→ **Task description**
Please rewrite the listing from the line containing "Identify grassy field in the frame." down to the line containing "[0,0,203,359]", changing "house with gabled roof" to "gabled house" and keeping everything else as it is. Leave the pictures out.
════════════════════
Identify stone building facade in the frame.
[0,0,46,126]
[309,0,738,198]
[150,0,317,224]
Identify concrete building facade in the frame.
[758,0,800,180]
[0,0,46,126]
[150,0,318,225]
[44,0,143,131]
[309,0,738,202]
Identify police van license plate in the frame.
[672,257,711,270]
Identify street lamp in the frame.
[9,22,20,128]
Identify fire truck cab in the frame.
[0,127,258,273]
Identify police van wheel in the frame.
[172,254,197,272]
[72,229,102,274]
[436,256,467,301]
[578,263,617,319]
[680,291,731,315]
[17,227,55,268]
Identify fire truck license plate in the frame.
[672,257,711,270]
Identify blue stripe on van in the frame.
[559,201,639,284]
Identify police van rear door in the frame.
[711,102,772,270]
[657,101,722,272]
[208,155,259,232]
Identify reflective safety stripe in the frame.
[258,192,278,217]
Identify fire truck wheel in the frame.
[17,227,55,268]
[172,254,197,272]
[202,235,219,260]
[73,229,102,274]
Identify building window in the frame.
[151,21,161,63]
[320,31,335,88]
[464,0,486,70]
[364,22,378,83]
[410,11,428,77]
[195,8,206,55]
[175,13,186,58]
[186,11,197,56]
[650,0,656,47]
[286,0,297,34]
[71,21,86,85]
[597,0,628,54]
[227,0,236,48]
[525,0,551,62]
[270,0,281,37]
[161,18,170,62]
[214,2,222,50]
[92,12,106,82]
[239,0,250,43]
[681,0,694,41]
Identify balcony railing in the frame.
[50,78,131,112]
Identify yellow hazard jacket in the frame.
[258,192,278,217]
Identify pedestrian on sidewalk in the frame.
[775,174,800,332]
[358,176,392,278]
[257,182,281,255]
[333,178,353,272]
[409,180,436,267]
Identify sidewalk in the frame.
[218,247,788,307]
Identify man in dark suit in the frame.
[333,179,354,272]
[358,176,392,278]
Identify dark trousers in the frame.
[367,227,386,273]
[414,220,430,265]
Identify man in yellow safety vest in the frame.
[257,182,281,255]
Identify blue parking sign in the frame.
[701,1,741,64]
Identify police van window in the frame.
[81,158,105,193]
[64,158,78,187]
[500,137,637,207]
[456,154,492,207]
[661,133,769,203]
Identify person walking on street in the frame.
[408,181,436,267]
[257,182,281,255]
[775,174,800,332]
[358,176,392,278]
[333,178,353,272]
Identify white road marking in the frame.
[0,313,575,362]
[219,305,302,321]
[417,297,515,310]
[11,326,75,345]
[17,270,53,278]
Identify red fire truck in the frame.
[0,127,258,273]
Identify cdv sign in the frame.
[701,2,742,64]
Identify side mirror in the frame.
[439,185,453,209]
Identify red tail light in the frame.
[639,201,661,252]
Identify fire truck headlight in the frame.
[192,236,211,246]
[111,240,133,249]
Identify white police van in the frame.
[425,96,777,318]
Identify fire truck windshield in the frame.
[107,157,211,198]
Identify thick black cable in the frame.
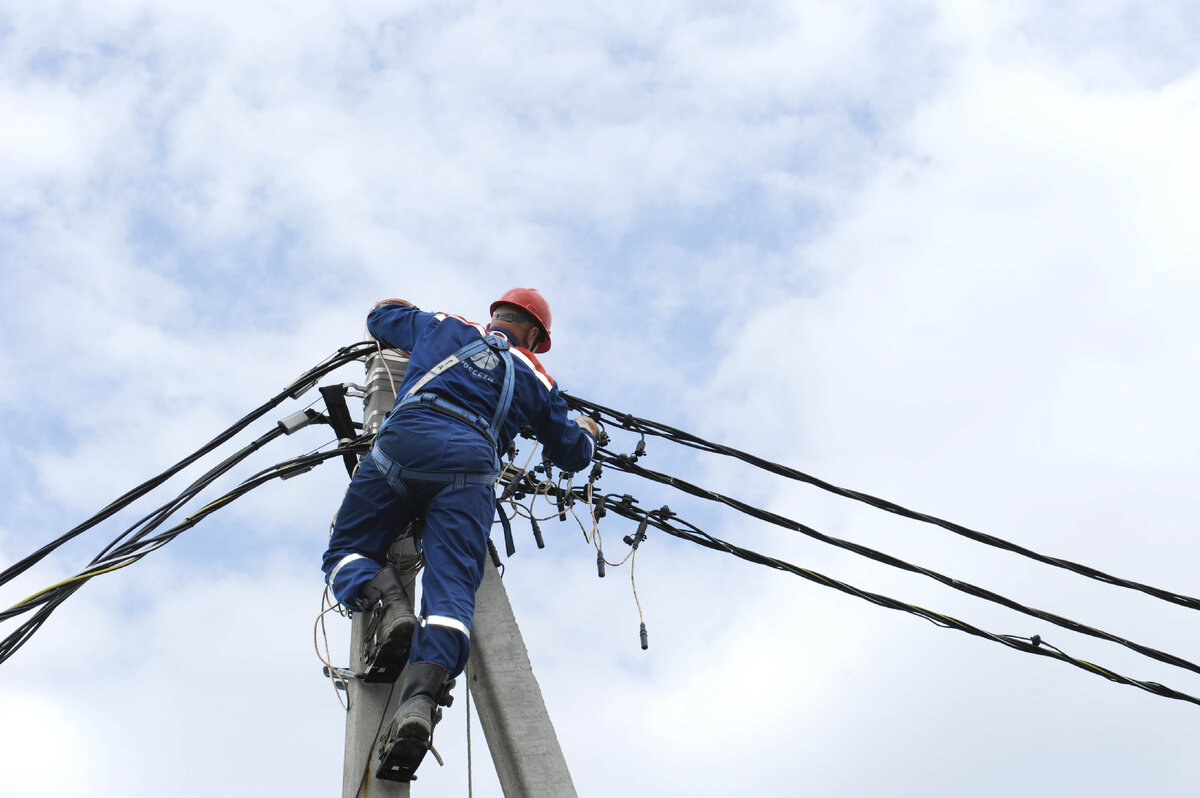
[0,341,376,586]
[0,438,368,664]
[564,395,1200,610]
[90,426,284,565]
[596,450,1200,673]
[576,488,1200,706]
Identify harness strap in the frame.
[371,332,516,557]
[371,444,500,487]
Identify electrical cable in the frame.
[0,438,368,664]
[583,497,1200,706]
[596,451,1200,673]
[0,342,372,586]
[563,394,1200,610]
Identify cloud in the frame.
[7,2,1200,796]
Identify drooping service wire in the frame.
[0,342,1200,703]
[0,341,373,586]
[564,395,1200,610]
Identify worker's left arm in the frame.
[533,385,596,472]
[367,299,434,352]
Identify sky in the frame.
[0,0,1200,798]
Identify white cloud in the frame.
[0,2,1200,796]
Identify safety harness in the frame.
[371,332,516,557]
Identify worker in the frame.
[322,288,599,780]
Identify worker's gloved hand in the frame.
[575,415,600,439]
[371,299,413,311]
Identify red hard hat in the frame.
[488,288,550,355]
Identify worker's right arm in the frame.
[367,299,434,352]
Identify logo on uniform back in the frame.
[470,349,500,371]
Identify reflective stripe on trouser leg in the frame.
[421,616,470,637]
[410,475,496,677]
[325,554,366,588]
[322,457,413,608]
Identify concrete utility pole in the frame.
[467,560,576,798]
[342,350,576,798]
[342,349,415,798]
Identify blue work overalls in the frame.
[322,305,594,677]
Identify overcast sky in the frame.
[0,0,1200,798]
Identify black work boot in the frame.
[376,662,454,781]
[359,565,416,682]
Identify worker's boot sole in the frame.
[362,613,416,682]
[376,721,430,781]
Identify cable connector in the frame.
[277,407,329,434]
[624,516,650,550]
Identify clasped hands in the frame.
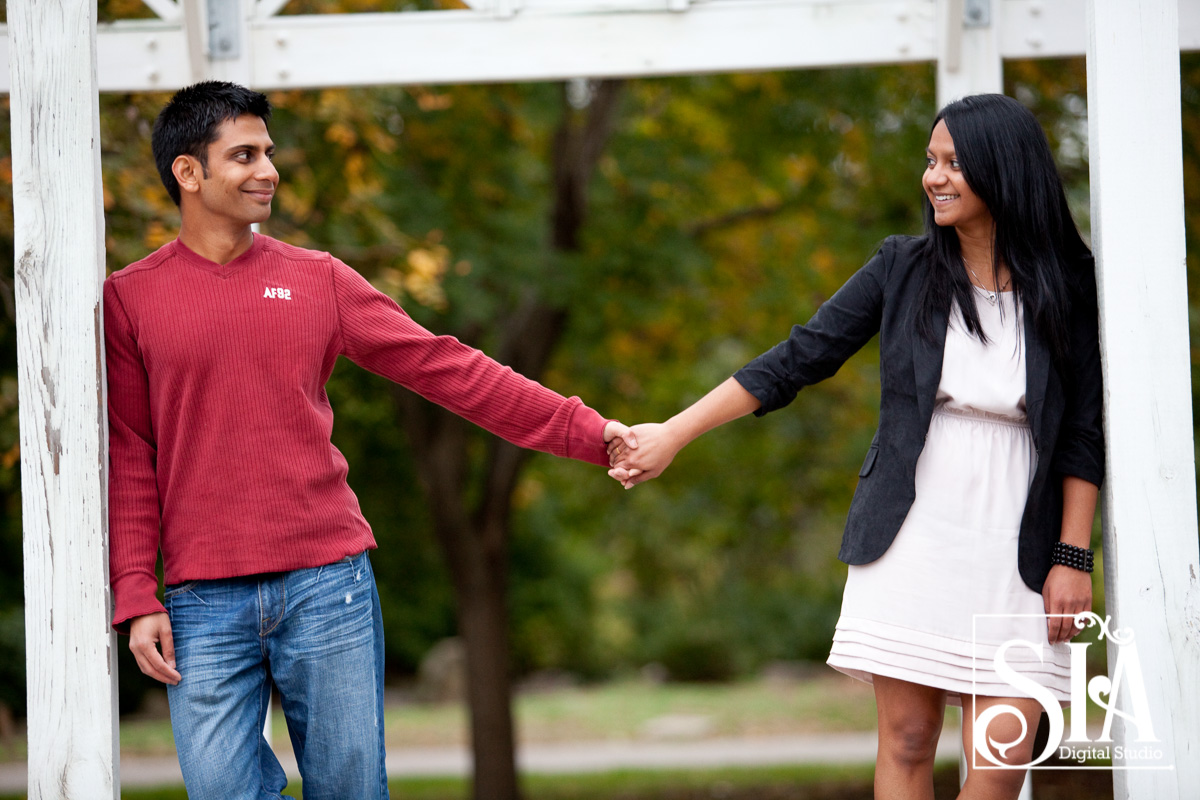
[608,422,684,489]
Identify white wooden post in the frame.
[937,0,1033,800]
[937,0,1004,108]
[8,0,119,800]
[1087,0,1200,800]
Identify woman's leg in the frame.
[959,694,1042,800]
[874,675,946,800]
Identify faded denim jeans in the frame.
[166,553,388,800]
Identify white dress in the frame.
[829,290,1070,705]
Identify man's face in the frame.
[191,114,280,227]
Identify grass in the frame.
[0,765,871,800]
[379,674,875,747]
[0,764,1112,800]
[0,672,875,762]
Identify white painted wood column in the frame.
[937,0,1004,108]
[8,0,120,800]
[1087,0,1200,800]
[936,0,1033,800]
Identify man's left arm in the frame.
[332,259,636,467]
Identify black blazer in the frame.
[734,236,1104,591]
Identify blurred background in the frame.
[0,0,1200,796]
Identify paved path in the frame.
[0,728,959,793]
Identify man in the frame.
[104,82,628,800]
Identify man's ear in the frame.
[170,156,204,192]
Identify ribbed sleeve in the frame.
[332,259,608,465]
[104,283,166,625]
[104,235,607,630]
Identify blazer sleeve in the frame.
[733,239,894,416]
[1050,259,1104,486]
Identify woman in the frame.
[610,95,1104,798]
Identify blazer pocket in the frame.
[858,445,880,477]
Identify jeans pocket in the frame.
[163,581,196,600]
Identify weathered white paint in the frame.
[8,0,119,800]
[937,0,1004,108]
[1087,0,1200,800]
[0,0,1200,92]
[142,0,180,22]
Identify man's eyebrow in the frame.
[226,142,275,152]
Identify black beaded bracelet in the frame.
[1050,542,1096,572]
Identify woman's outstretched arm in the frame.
[608,378,761,489]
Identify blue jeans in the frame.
[166,553,388,800]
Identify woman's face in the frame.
[920,120,992,236]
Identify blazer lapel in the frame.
[912,304,948,428]
[1022,314,1050,445]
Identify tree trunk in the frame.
[395,82,620,800]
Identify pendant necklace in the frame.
[962,259,1013,306]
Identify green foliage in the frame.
[0,56,1200,702]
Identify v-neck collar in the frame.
[173,234,266,278]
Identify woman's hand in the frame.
[608,422,685,489]
[1041,566,1092,644]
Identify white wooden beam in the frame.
[0,0,1200,92]
[8,0,119,800]
[142,0,180,22]
[1087,0,1200,800]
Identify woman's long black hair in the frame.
[916,95,1091,363]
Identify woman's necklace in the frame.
[962,259,1013,306]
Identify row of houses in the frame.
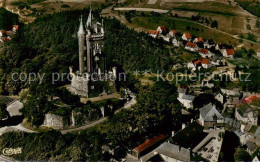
[148,26,235,58]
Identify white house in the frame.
[215,92,225,104]
[172,38,180,47]
[204,40,216,49]
[220,49,235,58]
[199,48,213,58]
[185,42,199,52]
[152,142,191,162]
[177,94,195,109]
[201,58,210,69]
[256,49,260,57]
[199,103,224,129]
[181,32,192,41]
[235,102,258,126]
[193,37,203,43]
[12,25,19,32]
[148,30,159,38]
[159,35,170,42]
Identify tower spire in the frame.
[78,15,86,35]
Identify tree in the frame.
[0,103,9,120]
[211,20,218,29]
[234,147,252,161]
[193,93,216,108]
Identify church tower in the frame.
[78,16,86,75]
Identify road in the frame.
[61,117,107,134]
[106,7,260,46]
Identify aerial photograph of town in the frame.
[0,0,260,162]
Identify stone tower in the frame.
[78,16,86,75]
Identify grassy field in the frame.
[126,16,260,50]
[132,17,237,44]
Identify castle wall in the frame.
[70,75,88,97]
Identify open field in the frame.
[116,0,260,42]
[126,17,260,49]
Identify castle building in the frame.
[70,9,116,97]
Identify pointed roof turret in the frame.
[87,7,92,27]
[78,15,86,35]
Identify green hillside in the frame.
[0,7,18,30]
[0,10,170,94]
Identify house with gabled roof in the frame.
[201,58,210,69]
[246,141,257,155]
[193,37,204,43]
[157,26,167,35]
[181,32,192,41]
[220,48,235,58]
[199,103,224,129]
[204,39,216,49]
[235,102,258,126]
[199,48,213,58]
[152,142,191,162]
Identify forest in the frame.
[0,81,181,161]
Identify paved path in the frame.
[0,155,15,161]
[171,17,260,45]
[80,93,121,104]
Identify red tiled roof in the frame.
[193,60,201,65]
[185,42,196,48]
[197,37,203,43]
[148,30,159,35]
[160,26,166,31]
[226,49,235,55]
[242,94,260,103]
[184,32,191,39]
[199,48,209,54]
[201,59,209,64]
[134,134,166,153]
[171,30,177,34]
[13,25,19,30]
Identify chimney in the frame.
[172,131,175,137]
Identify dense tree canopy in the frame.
[0,7,18,30]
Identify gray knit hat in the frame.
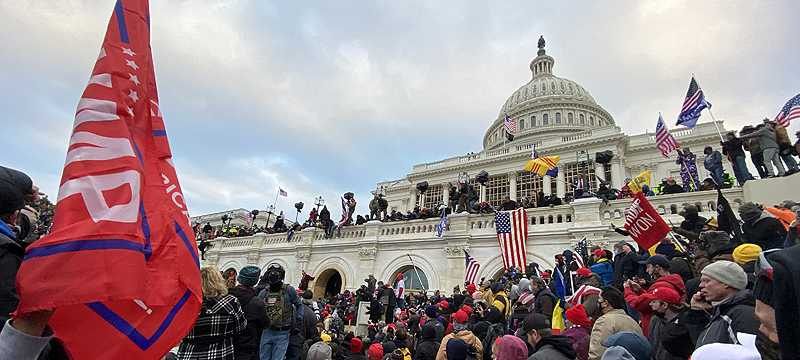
[237,266,261,286]
[700,260,747,290]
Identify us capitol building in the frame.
[200,40,756,296]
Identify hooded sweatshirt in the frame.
[436,330,483,360]
[528,335,577,360]
[625,274,686,337]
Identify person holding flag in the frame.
[0,0,203,359]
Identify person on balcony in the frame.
[675,148,700,192]
[703,146,724,187]
[720,131,753,186]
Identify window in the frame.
[484,174,509,206]
[422,185,444,210]
[391,265,428,291]
[561,161,597,194]
[515,171,544,206]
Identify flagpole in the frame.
[708,107,725,142]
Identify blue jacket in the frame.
[590,259,614,286]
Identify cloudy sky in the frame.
[0,0,800,215]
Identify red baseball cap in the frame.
[592,249,606,257]
[577,267,592,277]
[645,287,681,305]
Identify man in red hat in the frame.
[643,287,694,359]
[624,255,686,336]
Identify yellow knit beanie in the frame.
[733,244,761,265]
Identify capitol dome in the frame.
[483,38,614,149]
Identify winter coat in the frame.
════════════════════
→ **Result**
Identify grassy field in the frame.
[126,16,260,50]
[132,17,237,44]
Identify castle wall in the frame.
[70,75,88,97]
Identify open field in the frame.
[116,0,260,42]
[126,17,260,49]
Identify castle building in the frame.
[70,9,116,97]
Identify pointed roof turret in the frame.
[87,7,92,27]
[78,15,86,35]
Identify green hillside in the frame.
[0,7,18,30]
[0,10,170,94]
Identify gabled house in the frame.
[201,58,210,69]
[246,141,257,155]
[193,37,204,43]
[157,26,167,35]
[181,32,192,41]
[220,48,235,58]
[199,103,224,129]
[204,39,216,49]
[235,102,258,126]
[199,48,213,58]
[152,142,191,162]
Identify forest in the frame.
[0,81,181,161]
Identify paved path in the frame.
[0,155,15,161]
[171,17,260,45]
[80,93,121,104]
Identify red tiled roof in the frame.
[193,60,201,65]
[185,42,196,48]
[197,37,203,43]
[148,30,159,35]
[160,26,166,31]
[226,49,235,55]
[242,94,260,103]
[184,32,191,39]
[199,48,209,54]
[201,59,209,64]
[134,134,166,153]
[171,30,177,34]
[13,25,19,30]
Identify chimney in the frame.
[172,131,175,137]
Identify dense tree canopy in the frame.
[0,7,18,30]
Identify gray knit hat in the frame.
[237,266,261,286]
[700,260,747,290]
Identify us capitol building in the frame.
[200,40,756,296]
Identify hooded sweatshirt in the frame.
[436,330,483,360]
[528,335,577,360]
[625,274,686,337]
Identify person holding flag in the frame.
[0,0,203,359]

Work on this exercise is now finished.